- [DOCUMENT SEGMENT]:
§ §
Dillon Evans Dillon Evans

BREAD FROM THE GROUND, BREAD FROM THE GRAVE


A reflection on Luke 24:13–35

Encountering Jesus · Week 1

There is a blessing Jewish families have recited over bread for thousands of years. It goes like this:

Baruch atah Adonai, Eloheinu melech haolam, hamotzi lechem min ha-aretz.

Blessed are You, O Lord our God, King of the Universe, who brings forth bread from the earth.

Notice what the blessing does not say. It does not ask God to bless the bread. It blesses God for what He has already done — for the miracle so ordinary we forget it is a miracle at all. Grain goes into the ground. It dies. And from that death, bread comes forth. Every loaf on every table is a resurrection in miniature. The earth gives back what was buried in it.

The two disciples on the road to Emmaus knew this blessing. They had prayed it their whole lives. They just did not know, on the afternoon of the first Easter Sunday, that they were about to watch it become the truest thing they had ever said.


THE ROAD

They were walking away from Jerusalem. That detail matters. Jerusalem was where the hope had been — and where it had died on a Friday afternoon between two criminals. They had believed Jesus was the one who would redeem Israel. Past tense. We had hoped. The verb had already changed tenses before they opened their mouths to say it.

A stranger fell into step beside them. They didn’t recognize Him. Grief does that — it narrows the world until you can only see the shape of what you’ve lost. He asked what they were talking about, and they stopped walking. Luke says they stood still, looking sad. That is one of the most honest sentences in the New Testament. Sometimes grief stops your feet before it stops your mouth.

They told Him everything. The crucifixion. The empty tomb. The women’s report that He was alive — which they did not believe, because the apostles had gone to see for themselves and found nothing but folded linen. The stranger listened. Then He called them foolish — not cruelly, but the way a teacher speaks to students who have the text in front of them and still cannot see what it says.
§ §
- [TASK INSTRUCTIONS]: Repeat word for word the part of the Emmaus reflection between "They were walking" and "stops your mouth.", inclusive. You won't need the material that comes after this.

- [PROVIDED MATERIAL]:
§ §
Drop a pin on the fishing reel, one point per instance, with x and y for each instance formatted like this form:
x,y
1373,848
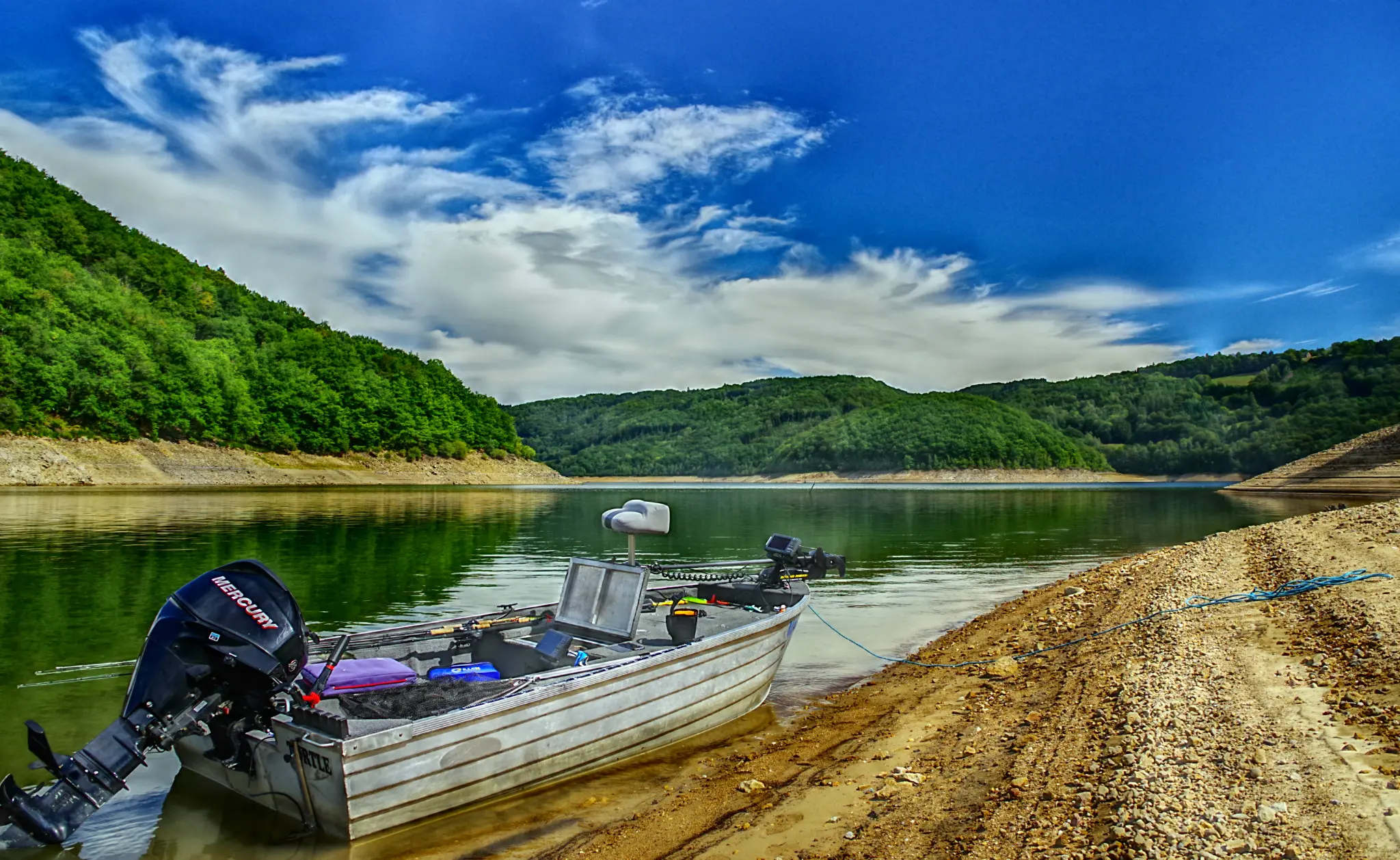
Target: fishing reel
§ §
- [TASK RESPONSE]:
They were walking away from Jerusalem. That detail matters. Jerusalem was where the hope had been — and where it had died on a Friday afternoon between two criminals. They had believed Jesus was the one who would redeem Israel. Past tense. We had hoped. The verb had already changed tenses before they opened their mouths to say it.

A stranger fell into step beside them. They didn’t recognize Him. Grief does that — it narrows the world until you can only see the shape of what you’ve lost. He asked what they were talking about, and they stopped walking. Luke says they stood still, looking sad. That is one of the most honest sentences in the New Testament. Sometimes grief stops your feet before it stops your mouth.